───── Data for processing ─────

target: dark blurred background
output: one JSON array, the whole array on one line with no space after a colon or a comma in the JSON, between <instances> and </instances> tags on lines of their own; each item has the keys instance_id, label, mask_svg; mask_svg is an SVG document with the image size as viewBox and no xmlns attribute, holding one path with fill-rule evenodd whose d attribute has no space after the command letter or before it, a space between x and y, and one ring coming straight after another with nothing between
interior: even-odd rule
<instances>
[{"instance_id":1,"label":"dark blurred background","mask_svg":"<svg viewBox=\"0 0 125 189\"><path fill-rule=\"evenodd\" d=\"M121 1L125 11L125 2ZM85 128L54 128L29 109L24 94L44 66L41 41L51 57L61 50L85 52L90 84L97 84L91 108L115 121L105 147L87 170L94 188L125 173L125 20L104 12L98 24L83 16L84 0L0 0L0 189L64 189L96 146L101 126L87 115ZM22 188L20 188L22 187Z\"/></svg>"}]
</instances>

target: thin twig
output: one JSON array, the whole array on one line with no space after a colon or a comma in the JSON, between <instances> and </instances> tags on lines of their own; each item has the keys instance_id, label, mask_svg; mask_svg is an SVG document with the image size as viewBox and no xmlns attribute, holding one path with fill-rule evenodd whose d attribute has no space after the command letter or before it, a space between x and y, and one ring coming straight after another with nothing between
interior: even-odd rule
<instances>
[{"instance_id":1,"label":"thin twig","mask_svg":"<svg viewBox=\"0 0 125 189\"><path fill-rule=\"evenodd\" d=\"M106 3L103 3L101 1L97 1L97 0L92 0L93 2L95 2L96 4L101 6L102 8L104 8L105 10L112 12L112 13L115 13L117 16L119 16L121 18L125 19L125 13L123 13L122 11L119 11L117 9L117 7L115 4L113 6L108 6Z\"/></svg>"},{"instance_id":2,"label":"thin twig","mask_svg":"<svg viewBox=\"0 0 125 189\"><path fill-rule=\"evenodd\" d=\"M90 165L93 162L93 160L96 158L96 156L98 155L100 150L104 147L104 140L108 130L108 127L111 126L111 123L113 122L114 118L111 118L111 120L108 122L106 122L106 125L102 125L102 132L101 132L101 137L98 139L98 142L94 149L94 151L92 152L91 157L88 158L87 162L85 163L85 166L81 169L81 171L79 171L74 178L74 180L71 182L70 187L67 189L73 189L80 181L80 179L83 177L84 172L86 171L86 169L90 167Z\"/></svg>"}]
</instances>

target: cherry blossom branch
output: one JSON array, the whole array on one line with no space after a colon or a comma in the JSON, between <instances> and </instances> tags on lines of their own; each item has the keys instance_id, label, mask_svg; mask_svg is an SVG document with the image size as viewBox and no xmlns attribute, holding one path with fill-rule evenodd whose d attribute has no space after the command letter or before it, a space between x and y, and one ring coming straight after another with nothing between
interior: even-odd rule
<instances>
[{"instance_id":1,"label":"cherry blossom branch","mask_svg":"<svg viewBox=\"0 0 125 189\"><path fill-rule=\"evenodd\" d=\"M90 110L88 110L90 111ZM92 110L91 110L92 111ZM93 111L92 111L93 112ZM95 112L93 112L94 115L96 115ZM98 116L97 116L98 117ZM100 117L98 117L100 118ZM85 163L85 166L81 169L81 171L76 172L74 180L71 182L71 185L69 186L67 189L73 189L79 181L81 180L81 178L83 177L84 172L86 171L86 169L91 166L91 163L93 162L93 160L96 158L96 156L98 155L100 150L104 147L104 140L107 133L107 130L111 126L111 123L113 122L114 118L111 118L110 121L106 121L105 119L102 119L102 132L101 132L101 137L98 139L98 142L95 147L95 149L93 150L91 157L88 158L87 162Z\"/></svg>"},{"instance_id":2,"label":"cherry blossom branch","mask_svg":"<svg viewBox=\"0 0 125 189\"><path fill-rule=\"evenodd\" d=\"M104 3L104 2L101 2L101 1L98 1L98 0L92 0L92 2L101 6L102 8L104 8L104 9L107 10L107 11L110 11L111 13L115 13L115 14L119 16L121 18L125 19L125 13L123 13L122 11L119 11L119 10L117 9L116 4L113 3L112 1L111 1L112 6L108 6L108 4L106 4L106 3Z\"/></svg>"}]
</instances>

─────

# [Problem]
Extract every line of the records that contains the string "target", treating uppercase and lowercase as distinct.

# [Answer to this exercise]
target: dark blurred background
target: thin twig
target: cherry blossom branch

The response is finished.